• _What you should do_: Copy the records below exactly as they are written.

• _Data listing_:

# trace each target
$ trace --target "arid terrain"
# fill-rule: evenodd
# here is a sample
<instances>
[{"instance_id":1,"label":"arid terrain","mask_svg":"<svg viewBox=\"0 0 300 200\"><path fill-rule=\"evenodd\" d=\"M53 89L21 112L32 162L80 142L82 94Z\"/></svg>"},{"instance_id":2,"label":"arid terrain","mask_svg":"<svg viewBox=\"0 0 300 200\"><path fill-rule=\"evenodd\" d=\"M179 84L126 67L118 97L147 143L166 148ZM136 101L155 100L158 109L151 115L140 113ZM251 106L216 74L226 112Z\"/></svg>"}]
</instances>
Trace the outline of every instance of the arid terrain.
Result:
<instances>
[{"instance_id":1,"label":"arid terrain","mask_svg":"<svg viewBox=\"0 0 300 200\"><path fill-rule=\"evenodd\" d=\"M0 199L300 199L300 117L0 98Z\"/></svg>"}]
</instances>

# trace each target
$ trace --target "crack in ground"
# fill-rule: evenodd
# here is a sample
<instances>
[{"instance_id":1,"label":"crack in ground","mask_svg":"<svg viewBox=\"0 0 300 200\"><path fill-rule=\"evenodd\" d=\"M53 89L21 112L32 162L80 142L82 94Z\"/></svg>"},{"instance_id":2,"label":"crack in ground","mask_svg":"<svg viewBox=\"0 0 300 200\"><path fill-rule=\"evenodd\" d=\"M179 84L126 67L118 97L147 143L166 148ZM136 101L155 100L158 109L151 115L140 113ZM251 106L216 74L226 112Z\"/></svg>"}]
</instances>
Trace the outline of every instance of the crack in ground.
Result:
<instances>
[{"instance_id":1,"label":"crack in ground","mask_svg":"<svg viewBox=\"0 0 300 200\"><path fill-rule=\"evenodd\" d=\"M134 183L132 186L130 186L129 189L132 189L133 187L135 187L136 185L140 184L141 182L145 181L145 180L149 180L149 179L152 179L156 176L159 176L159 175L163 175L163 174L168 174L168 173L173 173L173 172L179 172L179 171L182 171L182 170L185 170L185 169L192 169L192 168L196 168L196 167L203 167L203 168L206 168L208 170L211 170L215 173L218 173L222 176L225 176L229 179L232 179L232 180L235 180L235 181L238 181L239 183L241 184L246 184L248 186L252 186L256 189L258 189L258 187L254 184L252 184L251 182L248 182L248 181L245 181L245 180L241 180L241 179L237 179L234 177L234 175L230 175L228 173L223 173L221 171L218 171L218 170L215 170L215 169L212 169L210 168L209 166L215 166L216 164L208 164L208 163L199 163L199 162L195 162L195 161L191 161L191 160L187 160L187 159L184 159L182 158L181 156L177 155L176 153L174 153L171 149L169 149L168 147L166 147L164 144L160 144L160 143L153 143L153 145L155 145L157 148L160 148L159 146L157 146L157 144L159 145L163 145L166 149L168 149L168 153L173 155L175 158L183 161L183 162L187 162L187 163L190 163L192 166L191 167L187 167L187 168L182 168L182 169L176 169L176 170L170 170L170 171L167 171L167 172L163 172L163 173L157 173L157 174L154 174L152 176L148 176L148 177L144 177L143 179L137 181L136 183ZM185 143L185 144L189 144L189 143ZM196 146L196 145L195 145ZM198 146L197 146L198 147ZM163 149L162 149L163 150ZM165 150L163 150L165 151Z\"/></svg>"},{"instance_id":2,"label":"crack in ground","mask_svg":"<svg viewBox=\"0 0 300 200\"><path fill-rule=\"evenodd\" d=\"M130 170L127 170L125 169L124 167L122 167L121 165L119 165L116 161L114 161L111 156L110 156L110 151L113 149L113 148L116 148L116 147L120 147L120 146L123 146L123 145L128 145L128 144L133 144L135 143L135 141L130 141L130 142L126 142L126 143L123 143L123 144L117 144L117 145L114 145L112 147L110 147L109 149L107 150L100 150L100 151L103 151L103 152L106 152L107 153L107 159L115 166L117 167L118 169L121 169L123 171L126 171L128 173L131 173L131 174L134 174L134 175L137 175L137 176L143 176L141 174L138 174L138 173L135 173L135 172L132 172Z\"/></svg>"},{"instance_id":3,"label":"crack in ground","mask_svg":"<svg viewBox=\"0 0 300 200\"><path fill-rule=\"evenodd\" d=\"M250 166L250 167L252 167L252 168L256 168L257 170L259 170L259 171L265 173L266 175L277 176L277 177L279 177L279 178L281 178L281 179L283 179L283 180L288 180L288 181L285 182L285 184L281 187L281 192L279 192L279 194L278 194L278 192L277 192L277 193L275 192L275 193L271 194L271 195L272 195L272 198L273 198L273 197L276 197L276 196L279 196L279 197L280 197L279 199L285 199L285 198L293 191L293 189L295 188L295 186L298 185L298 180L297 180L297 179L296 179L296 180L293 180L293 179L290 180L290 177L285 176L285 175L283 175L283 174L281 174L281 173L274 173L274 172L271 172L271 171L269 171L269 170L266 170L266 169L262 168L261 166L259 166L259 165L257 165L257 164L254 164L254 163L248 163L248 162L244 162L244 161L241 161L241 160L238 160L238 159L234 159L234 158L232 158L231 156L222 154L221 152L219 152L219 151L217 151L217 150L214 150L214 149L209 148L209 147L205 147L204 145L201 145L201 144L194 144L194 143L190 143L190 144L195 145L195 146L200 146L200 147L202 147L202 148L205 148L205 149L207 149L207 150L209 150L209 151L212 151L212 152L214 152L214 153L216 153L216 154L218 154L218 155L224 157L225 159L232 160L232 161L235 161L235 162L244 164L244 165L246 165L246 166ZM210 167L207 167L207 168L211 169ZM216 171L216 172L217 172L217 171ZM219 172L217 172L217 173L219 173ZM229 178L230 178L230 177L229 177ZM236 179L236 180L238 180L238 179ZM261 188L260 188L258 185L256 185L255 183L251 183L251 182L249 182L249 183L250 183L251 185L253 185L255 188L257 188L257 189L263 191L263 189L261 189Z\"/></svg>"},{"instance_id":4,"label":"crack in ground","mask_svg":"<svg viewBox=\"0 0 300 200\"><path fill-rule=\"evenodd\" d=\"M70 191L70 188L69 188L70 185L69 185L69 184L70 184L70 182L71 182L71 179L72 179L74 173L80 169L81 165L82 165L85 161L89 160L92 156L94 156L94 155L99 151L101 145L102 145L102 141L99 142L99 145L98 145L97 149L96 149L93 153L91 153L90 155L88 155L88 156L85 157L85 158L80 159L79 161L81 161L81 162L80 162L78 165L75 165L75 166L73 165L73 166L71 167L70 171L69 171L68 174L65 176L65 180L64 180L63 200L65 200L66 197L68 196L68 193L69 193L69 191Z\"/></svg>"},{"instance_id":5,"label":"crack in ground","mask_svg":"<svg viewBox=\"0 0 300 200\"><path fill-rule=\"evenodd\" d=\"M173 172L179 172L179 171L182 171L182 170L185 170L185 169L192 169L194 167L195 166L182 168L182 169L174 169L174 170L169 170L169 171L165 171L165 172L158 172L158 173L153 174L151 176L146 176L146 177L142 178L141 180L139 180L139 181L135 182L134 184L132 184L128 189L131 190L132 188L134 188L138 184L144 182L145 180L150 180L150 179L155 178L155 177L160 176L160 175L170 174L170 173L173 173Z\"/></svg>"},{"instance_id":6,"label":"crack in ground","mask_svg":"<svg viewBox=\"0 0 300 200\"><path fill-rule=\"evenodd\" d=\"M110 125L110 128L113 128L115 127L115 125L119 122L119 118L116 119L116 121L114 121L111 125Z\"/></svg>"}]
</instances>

• _Written answer_:
# trace each target
$ trace --target "arid terrain"
# fill-rule: evenodd
# here is a sample
<instances>
[{"instance_id":1,"label":"arid terrain","mask_svg":"<svg viewBox=\"0 0 300 200\"><path fill-rule=\"evenodd\" d=\"M53 89L21 112L32 162L80 142L82 94Z\"/></svg>"},{"instance_id":2,"label":"arid terrain","mask_svg":"<svg viewBox=\"0 0 300 200\"><path fill-rule=\"evenodd\" d=\"M179 84L126 67L118 97L147 143L166 148ZM136 101L155 100L158 109L151 115L140 113ZM251 106L216 74L226 112Z\"/></svg>"}]
</instances>
Trace the outline of every instance of the arid terrain.
Result:
<instances>
[{"instance_id":1,"label":"arid terrain","mask_svg":"<svg viewBox=\"0 0 300 200\"><path fill-rule=\"evenodd\" d=\"M0 199L300 199L300 117L0 98Z\"/></svg>"}]
</instances>

# trace each target
$ trace --target "crack in ground"
# fill-rule: evenodd
# here is a sample
<instances>
[{"instance_id":1,"label":"crack in ground","mask_svg":"<svg viewBox=\"0 0 300 200\"><path fill-rule=\"evenodd\" d=\"M53 89L21 112L32 162L80 142L82 94Z\"/></svg>"},{"instance_id":2,"label":"crack in ground","mask_svg":"<svg viewBox=\"0 0 300 200\"><path fill-rule=\"evenodd\" d=\"M179 84L126 67L118 97L147 143L166 148ZM136 101L155 100L158 109L151 115L140 113ZM251 106L216 74L226 112Z\"/></svg>"}]
</instances>
Trace the outline of every instance of the crack in ground.
Result:
<instances>
[{"instance_id":1,"label":"crack in ground","mask_svg":"<svg viewBox=\"0 0 300 200\"><path fill-rule=\"evenodd\" d=\"M134 183L132 186L130 186L129 189L132 189L133 187L135 187L136 185L140 184L141 182L145 181L145 180L149 180L149 179L152 179L156 176L159 176L159 175L163 175L163 174L168 174L168 173L173 173L173 172L179 172L179 171L182 171L182 170L185 170L185 169L192 169L192 168L196 168L196 167L203 167L203 168L206 168L208 170L211 170L215 173L218 173L222 176L225 176L229 179L232 179L232 180L235 180L235 181L238 181L239 183L241 184L246 184L248 186L252 186L256 189L258 189L258 187L254 184L252 184L251 182L248 182L248 181L245 181L245 180L241 180L241 179L237 179L234 177L234 175L230 175L228 173L223 173L221 171L218 171L218 170L215 170L215 169L212 169L210 168L209 166L215 166L216 164L208 164L208 163L199 163L199 162L195 162L195 161L191 161L191 160L187 160L187 159L184 159L182 158L181 156L177 155L176 153L174 153L171 149L169 149L168 147L166 147L164 144L160 144L160 143L153 143L153 145L155 145L157 148L160 148L159 146L157 146L157 144L159 145L163 145L166 149L168 149L168 153L173 155L175 158L183 161L183 162L187 162L187 163L190 163L192 166L191 167L187 167L187 168L182 168L182 169L176 169L176 170L170 170L170 171L167 171L167 172L163 172L163 173L157 173L157 174L154 174L152 176L148 176L148 177L144 177L143 179L137 181L136 183ZM185 143L185 144L189 144L189 143ZM196 146L196 145L195 145ZM198 146L197 146L198 147ZM163 149L162 149L163 150ZM165 150L163 150L165 151Z\"/></svg>"},{"instance_id":2,"label":"crack in ground","mask_svg":"<svg viewBox=\"0 0 300 200\"><path fill-rule=\"evenodd\" d=\"M130 170L127 170L125 169L124 167L122 167L121 165L119 165L116 161L114 161L111 156L110 156L110 151L113 149L113 148L116 148L116 147L120 147L120 146L123 146L123 145L128 145L128 144L133 144L135 143L135 141L130 141L130 142L126 142L126 143L123 143L123 144L117 144L117 145L114 145L112 147L110 147L109 149L107 150L100 150L100 151L103 151L103 152L106 152L107 153L107 159L115 166L117 167L118 169L121 169L123 171L126 171L128 173L131 173L131 174L134 174L134 175L137 175L137 176L143 176L141 174L138 174L138 173L135 173L135 172L132 172Z\"/></svg>"},{"instance_id":3,"label":"crack in ground","mask_svg":"<svg viewBox=\"0 0 300 200\"><path fill-rule=\"evenodd\" d=\"M250 166L250 167L252 167L252 168L256 168L257 170L259 170L259 171L265 173L266 175L277 176L277 177L279 177L279 178L281 178L281 179L283 179L283 180L288 180L288 181L285 182L285 184L281 187L281 192L279 192L279 194L278 194L278 192L277 192L277 193L275 192L275 193L271 194L271 195L272 195L272 198L273 198L273 197L276 197L276 196L279 196L279 197L280 197L279 199L285 199L285 198L293 191L293 189L295 188L295 186L298 185L298 180L297 180L297 179L296 179L296 180L293 180L293 179L290 180L290 177L285 176L285 175L283 175L283 174L281 174L281 173L274 173L274 172L271 172L271 171L269 171L269 170L266 170L266 169L262 168L261 166L259 166L259 165L257 165L257 164L254 164L254 163L248 163L248 162L244 162L244 161L241 161L241 160L238 160L238 159L234 159L234 158L232 158L231 156L222 154L221 152L219 152L219 151L217 151L217 150L214 150L214 149L209 148L209 147L205 147L204 145L201 145L201 144L194 144L194 143L190 143L190 144L195 145L195 146L200 146L200 147L202 147L202 148L205 148L205 149L207 149L207 150L209 150L209 151L212 151L212 152L214 152L214 153L216 153L216 154L218 154L218 155L224 157L225 159L232 160L232 161L235 161L235 162L244 164L244 165L246 165L246 166ZM210 167L207 167L207 168L211 169ZM216 171L216 172L217 172L217 171ZM219 172L217 172L217 173L219 173ZM229 178L230 178L230 177L229 177ZM236 179L236 180L238 180L238 179ZM261 188L260 188L258 185L256 185L255 183L251 183L251 182L249 182L249 183L250 183L251 185L253 185L255 188L257 188L257 189L263 191L263 189L261 189Z\"/></svg>"},{"instance_id":4,"label":"crack in ground","mask_svg":"<svg viewBox=\"0 0 300 200\"><path fill-rule=\"evenodd\" d=\"M70 191L70 188L69 188L70 185L69 185L69 184L70 184L70 182L71 182L71 179L72 179L74 173L80 169L81 165L82 165L85 161L89 160L92 156L94 156L94 155L99 151L101 145L102 145L102 141L99 142L99 145L98 145L97 149L96 149L93 153L91 153L90 155L88 155L88 156L85 157L85 158L80 159L79 161L81 161L81 162L80 162L78 165L75 165L75 166L73 165L73 166L71 167L70 171L69 171L68 174L65 176L65 180L64 180L63 200L65 200L66 197L68 196L68 193L69 193L69 191Z\"/></svg>"},{"instance_id":5,"label":"crack in ground","mask_svg":"<svg viewBox=\"0 0 300 200\"><path fill-rule=\"evenodd\" d=\"M173 172L179 172L179 171L182 171L182 170L185 170L185 169L192 169L194 167L195 166L182 168L182 169L174 169L174 170L169 170L169 171L165 171L165 172L158 172L158 173L153 174L151 176L146 176L146 177L142 178L141 180L139 180L139 181L135 182L134 184L132 184L128 189L131 190L132 188L134 188L138 184L144 182L145 180L150 180L150 179L155 178L155 177L160 176L160 175L170 174L170 173L173 173Z\"/></svg>"},{"instance_id":6,"label":"crack in ground","mask_svg":"<svg viewBox=\"0 0 300 200\"><path fill-rule=\"evenodd\" d=\"M110 125L110 128L113 128L115 127L115 125L119 122L119 118L116 119L116 121L114 121L111 125Z\"/></svg>"}]
</instances>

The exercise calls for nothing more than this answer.